Written problem: Return the text of every item below word for word, with the pictures omitted.

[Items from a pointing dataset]
———

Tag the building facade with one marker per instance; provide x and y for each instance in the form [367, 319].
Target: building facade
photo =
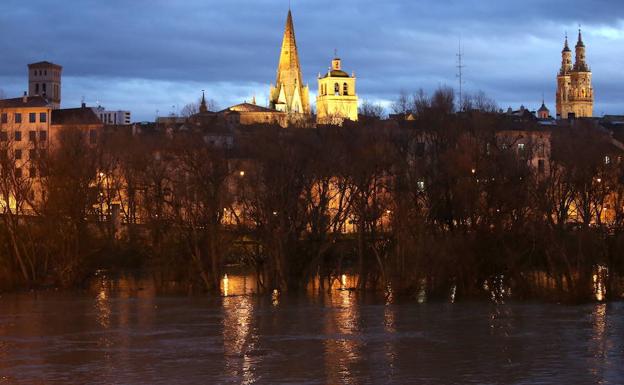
[113, 117]
[289, 94]
[575, 95]
[337, 98]
[44, 79]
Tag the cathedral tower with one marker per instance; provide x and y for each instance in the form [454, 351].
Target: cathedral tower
[289, 94]
[44, 79]
[575, 95]
[337, 99]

———

Solution to the exercise:
Tag the building facade with one marker per instance; provide x and y for each instance in the form [367, 319].
Target: building facade
photo =
[113, 117]
[289, 94]
[575, 95]
[337, 98]
[44, 79]
Tag the cathedral tower with one marker per instance; provide x and y for each instance in the form [454, 351].
Target: cathedral tower
[289, 94]
[44, 79]
[575, 95]
[337, 99]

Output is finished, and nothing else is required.